▶ What you have to do:
Output exactly the first line of the listing and each line after it, through the line that contains "Find the green"; add nothing else.

▶ Data shown:
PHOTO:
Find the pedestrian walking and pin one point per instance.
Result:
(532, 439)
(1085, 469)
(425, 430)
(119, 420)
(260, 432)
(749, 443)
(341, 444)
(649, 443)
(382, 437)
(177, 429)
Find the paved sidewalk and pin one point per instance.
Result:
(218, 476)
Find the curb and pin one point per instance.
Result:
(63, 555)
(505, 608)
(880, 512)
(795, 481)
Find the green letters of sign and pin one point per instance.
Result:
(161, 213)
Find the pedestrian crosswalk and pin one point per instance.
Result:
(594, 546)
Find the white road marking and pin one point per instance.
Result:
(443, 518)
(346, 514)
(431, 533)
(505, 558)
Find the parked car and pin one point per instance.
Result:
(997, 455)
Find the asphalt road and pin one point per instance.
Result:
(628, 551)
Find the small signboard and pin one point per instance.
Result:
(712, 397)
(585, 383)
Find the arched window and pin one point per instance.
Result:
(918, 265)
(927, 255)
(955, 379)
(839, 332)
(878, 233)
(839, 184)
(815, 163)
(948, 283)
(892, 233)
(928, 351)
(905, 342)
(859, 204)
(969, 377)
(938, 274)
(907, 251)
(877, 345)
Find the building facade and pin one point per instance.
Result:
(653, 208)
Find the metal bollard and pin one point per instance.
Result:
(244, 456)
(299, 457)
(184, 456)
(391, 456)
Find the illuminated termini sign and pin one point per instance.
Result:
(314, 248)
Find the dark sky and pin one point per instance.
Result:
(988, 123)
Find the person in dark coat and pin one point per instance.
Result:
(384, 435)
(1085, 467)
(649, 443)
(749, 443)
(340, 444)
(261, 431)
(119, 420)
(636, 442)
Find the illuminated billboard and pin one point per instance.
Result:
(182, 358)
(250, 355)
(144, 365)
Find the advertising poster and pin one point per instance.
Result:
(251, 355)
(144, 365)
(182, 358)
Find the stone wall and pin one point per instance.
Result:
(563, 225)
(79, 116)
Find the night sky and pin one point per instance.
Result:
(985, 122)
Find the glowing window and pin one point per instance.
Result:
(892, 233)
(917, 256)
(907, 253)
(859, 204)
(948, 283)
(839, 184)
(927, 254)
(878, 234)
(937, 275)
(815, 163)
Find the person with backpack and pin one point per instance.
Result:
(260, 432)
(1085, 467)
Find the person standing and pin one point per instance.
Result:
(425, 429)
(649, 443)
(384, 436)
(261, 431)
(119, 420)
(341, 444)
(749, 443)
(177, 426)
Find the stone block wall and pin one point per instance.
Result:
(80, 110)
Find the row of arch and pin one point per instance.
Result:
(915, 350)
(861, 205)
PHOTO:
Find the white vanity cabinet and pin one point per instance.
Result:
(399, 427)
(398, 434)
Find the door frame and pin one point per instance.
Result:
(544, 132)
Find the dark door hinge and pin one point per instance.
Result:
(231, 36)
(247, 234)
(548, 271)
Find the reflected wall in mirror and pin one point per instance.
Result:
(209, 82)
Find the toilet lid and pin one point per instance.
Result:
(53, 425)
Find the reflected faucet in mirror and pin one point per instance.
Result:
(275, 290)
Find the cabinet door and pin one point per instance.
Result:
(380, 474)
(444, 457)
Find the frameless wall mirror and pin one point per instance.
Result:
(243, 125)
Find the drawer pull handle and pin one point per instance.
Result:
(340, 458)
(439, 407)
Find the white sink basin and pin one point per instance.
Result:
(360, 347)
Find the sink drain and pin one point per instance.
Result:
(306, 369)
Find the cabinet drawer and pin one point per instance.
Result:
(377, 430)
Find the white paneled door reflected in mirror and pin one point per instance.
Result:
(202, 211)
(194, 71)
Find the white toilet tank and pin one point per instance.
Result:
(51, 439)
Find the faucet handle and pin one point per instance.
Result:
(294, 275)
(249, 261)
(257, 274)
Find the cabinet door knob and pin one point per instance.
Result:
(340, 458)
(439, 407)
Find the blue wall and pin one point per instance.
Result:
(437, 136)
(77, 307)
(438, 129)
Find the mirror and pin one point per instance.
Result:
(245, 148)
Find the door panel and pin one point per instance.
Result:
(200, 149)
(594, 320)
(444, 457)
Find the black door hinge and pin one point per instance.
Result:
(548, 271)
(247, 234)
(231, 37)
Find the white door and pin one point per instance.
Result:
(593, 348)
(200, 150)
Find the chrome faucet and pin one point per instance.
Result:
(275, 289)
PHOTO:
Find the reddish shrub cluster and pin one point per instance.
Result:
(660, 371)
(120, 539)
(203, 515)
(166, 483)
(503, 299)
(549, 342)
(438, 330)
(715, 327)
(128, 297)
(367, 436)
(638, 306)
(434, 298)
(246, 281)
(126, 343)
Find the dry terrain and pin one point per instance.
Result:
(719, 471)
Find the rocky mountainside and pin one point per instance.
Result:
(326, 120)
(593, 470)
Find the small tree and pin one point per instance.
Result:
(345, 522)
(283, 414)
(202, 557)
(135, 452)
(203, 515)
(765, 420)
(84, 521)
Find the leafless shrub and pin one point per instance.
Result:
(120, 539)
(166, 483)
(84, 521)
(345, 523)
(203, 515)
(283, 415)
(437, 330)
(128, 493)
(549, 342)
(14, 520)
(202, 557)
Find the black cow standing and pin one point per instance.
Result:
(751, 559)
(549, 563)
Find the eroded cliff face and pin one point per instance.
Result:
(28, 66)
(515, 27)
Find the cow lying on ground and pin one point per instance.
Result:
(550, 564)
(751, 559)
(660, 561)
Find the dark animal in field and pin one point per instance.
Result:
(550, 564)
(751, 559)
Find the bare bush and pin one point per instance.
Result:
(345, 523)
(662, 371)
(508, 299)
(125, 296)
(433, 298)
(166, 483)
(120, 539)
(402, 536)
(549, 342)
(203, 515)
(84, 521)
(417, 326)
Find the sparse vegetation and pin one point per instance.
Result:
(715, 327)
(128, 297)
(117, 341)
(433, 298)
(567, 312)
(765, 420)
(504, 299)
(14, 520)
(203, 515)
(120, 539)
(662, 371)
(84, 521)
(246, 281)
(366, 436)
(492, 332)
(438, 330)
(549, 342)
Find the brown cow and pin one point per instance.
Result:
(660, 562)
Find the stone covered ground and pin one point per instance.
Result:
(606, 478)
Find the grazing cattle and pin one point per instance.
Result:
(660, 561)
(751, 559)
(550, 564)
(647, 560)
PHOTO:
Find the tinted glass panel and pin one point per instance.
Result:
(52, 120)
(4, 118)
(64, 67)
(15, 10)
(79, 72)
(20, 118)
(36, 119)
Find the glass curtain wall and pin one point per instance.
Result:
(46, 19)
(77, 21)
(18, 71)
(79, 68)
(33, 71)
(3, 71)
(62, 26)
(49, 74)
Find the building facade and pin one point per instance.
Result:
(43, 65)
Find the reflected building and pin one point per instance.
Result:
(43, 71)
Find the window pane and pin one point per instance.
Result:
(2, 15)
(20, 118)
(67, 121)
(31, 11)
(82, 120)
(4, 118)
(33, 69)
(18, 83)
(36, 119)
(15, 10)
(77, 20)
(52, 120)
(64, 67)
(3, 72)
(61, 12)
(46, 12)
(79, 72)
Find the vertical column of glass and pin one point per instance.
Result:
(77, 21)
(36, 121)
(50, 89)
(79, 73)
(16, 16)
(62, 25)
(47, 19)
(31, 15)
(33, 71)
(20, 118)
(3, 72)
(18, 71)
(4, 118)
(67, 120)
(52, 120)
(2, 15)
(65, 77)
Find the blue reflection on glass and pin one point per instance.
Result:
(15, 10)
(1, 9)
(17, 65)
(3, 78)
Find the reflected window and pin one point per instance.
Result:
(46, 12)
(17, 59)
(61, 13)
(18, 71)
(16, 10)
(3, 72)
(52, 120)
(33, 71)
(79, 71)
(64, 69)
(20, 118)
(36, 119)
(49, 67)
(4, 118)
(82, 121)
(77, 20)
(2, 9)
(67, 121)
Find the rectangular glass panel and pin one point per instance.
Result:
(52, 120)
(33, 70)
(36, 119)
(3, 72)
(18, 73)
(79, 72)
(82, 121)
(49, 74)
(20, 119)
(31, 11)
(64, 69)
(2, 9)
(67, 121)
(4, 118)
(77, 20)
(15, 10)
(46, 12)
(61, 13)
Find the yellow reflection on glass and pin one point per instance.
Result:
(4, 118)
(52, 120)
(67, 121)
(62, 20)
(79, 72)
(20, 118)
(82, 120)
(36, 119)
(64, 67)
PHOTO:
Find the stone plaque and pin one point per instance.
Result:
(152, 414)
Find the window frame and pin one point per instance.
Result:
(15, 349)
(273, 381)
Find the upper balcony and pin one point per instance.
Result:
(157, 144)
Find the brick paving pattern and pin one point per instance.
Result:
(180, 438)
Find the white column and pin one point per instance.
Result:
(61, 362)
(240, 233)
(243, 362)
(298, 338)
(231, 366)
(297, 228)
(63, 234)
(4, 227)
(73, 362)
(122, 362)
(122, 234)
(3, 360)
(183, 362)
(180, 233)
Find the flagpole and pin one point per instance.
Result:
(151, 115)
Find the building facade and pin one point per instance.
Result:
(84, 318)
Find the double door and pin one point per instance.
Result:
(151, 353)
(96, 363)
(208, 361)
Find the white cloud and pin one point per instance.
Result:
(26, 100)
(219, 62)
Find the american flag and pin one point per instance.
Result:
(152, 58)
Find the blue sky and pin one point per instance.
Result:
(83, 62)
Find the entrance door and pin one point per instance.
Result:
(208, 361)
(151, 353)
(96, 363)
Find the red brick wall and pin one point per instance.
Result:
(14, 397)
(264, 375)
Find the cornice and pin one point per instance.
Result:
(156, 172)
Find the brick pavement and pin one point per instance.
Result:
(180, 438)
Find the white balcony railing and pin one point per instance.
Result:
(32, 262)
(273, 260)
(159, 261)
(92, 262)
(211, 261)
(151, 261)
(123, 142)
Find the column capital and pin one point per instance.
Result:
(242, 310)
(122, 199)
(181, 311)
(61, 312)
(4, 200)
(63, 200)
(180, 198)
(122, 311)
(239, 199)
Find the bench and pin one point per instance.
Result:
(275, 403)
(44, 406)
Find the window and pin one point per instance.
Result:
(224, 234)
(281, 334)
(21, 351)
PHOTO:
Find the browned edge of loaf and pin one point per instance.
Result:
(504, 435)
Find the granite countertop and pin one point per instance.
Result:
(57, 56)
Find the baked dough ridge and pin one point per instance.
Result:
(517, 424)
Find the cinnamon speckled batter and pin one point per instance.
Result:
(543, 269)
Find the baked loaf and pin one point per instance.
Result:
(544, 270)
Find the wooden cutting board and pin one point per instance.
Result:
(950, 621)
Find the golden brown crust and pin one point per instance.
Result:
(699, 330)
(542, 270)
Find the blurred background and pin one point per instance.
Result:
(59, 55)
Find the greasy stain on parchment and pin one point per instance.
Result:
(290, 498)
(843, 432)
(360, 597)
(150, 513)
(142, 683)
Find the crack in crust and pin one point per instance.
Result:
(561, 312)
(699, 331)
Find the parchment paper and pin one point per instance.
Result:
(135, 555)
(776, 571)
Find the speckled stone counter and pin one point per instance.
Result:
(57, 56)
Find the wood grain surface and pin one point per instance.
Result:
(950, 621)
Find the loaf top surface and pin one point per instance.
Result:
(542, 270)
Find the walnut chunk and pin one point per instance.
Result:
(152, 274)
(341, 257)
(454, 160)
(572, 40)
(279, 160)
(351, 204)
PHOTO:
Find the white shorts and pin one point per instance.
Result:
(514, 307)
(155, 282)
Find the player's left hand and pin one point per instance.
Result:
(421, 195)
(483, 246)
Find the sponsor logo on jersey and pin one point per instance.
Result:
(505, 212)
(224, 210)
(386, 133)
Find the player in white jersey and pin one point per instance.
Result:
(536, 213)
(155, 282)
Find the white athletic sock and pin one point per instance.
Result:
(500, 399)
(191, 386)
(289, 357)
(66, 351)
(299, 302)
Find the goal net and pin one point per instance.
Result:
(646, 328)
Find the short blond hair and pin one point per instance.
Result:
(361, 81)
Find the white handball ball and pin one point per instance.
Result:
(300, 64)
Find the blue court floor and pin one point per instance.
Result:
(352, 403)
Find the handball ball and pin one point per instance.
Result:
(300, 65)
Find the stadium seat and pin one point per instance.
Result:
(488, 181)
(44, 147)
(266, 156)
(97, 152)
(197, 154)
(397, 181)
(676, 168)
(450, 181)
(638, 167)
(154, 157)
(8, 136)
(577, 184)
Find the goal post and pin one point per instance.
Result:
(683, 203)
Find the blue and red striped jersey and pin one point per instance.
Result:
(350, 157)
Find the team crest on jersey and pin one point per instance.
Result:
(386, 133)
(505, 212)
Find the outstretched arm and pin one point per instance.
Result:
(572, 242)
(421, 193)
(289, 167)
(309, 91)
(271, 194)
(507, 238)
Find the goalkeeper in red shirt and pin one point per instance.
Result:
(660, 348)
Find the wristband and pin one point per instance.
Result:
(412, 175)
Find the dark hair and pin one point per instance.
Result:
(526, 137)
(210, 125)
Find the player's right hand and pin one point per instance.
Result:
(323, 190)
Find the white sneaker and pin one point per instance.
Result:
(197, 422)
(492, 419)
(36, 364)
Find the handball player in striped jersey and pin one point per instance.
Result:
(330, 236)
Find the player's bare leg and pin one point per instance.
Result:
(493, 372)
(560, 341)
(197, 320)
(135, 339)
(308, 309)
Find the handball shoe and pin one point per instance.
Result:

▶ Solution to the problem:
PHOTO:
Find the pedestrian walking and pin one point per instance.
Result:
(532, 439)
(1085, 469)
(425, 430)
(119, 420)
(260, 432)
(749, 443)
(341, 444)
(649, 443)
(382, 437)
(177, 429)
Find the paved sidewalk and pin one point per instance.
Result:
(218, 476)
Find the curb and pin one point per instance.
Result:
(63, 555)
(505, 608)
(880, 512)
(795, 481)
Find the green letters of sign and pin one point per instance.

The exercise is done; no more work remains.